Point labeling dataset excerpts:
════
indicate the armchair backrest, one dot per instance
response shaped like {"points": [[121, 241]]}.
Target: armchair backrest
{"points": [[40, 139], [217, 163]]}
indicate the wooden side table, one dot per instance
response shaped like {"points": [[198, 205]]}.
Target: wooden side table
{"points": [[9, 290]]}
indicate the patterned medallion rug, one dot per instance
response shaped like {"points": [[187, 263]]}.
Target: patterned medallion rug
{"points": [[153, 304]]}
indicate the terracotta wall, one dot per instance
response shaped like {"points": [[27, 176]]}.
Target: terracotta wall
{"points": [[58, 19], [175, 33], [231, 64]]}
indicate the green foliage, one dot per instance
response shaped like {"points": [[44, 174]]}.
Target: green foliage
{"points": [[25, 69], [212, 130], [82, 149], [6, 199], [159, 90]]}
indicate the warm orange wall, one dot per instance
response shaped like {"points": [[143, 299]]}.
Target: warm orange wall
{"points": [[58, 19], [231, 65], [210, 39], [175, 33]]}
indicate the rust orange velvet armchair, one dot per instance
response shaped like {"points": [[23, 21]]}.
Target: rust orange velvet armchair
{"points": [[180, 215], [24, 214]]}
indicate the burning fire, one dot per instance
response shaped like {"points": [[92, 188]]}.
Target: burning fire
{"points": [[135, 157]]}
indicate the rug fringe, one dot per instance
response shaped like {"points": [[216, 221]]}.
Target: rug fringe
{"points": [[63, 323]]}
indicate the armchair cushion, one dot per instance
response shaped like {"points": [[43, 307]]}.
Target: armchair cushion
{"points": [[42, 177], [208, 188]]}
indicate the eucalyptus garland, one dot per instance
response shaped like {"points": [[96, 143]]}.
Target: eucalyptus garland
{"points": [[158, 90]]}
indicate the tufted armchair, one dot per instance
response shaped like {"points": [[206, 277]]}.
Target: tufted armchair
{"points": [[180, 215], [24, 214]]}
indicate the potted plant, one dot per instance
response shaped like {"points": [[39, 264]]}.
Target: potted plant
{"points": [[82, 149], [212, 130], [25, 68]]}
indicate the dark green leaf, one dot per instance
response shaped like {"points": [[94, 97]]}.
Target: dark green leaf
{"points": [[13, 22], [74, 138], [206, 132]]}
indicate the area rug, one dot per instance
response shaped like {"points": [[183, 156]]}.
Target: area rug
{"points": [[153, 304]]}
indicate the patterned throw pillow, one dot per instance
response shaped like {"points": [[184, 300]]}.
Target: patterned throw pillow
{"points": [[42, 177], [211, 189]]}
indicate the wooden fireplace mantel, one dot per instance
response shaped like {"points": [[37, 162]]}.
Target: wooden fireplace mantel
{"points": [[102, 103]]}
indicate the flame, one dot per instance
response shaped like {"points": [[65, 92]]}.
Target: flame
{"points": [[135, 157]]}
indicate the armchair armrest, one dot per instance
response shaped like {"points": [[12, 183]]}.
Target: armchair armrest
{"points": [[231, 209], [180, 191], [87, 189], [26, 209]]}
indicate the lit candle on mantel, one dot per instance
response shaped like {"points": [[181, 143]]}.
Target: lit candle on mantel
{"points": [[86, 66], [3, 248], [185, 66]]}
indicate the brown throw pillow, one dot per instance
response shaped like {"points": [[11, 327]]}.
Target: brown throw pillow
════
Given problem: Update all of the records above by replacing "one dot per instance" with "one point per instance" wherever it appears. Leave everything else unchanged.

Written answer:
indicate the armchair backrest, one point per instance
response shaped like {"points": [[121, 241]]}.
Target: armchair backrest
{"points": [[40, 139], [217, 163]]}
indicate the wooden side table, one point per instance
response shaped like {"points": [[198, 205]]}.
Target: wooden side table
{"points": [[9, 290]]}
indicate the patterned medallion rug, one point per instance
response shaped like {"points": [[187, 263]]}.
Target: patterned medallion rug
{"points": [[153, 304]]}
indicate the terracotta wall, one point per instance
response shaped like {"points": [[27, 176]]}.
Target: terracotta wall
{"points": [[58, 19], [175, 33], [231, 64]]}
indicate the green foliage, one point per instance
response shaped like {"points": [[44, 174]]}.
Target: green foliage
{"points": [[25, 69], [212, 130], [82, 149], [6, 199], [159, 90]]}
indicate the warm orange wall, one point per instance
response shaped like {"points": [[143, 299]]}.
Target: warm orange wall
{"points": [[58, 19], [231, 65], [210, 39], [175, 33]]}
indicate the rust orange velvet armchair, one point per instance
response shaped like {"points": [[23, 21]]}.
Target: rust orange velvet armchair
{"points": [[180, 215], [24, 214]]}
indicate the burning fire, one point per instance
response shaped like {"points": [[92, 188]]}.
Target: burning fire
{"points": [[135, 157]]}
indicate the rug fringe, one point per instance
response shaped like {"points": [[216, 221]]}.
Target: rug fringe
{"points": [[63, 323]]}
indicate the armchair cushion, one point per instance
response shaped like {"points": [[43, 307]]}.
Target: armchair cushion
{"points": [[42, 177], [208, 188]]}
indicate the eucalyptus garland, one point per instance
response shaped like {"points": [[96, 143]]}.
Target: eucalyptus garland
{"points": [[158, 90]]}
indicate the tufted armchair, one point per instance
response shaped like {"points": [[206, 277]]}.
Target: tufted armchair
{"points": [[180, 215], [24, 214]]}
indicate the potted plant, one point per instance
response shaped like {"points": [[39, 264]]}.
Target: potted plant
{"points": [[82, 149], [212, 130], [25, 68]]}
indicate the dark green leaf, one point per instance
response shaped like {"points": [[94, 97]]}.
Target: dark green leaf
{"points": [[13, 22], [74, 138], [206, 132]]}
indicate the area rug, one point per instance
response shaped like {"points": [[183, 156]]}.
Target: area rug
{"points": [[153, 304]]}
indicate the patterned throw pillow, one point per instance
response shaped like {"points": [[184, 300]]}.
Target: patterned throw pillow
{"points": [[42, 177], [211, 189]]}
indicate the wooden fireplace mantel, one point per instance
response shaped like {"points": [[37, 162]]}.
Target: wooden fireplace mantel
{"points": [[102, 103]]}
indicate the flame, one point per instance
response shaped like {"points": [[65, 92]]}.
Target: flame
{"points": [[135, 157]]}
indicate the armchair armrest, one point per instance
response shaped like {"points": [[12, 183]]}.
Target: armchair armrest
{"points": [[231, 209], [180, 191], [87, 189], [26, 209]]}
indicate the lit candle on mantel, one point per instance
response shaped like {"points": [[181, 143]]}.
Target: lit candle on mantel
{"points": [[86, 66], [3, 248], [185, 66]]}
indicate the brown throw pillow, one point per instance
response shaped like {"points": [[11, 327]]}.
Target: brown throw pillow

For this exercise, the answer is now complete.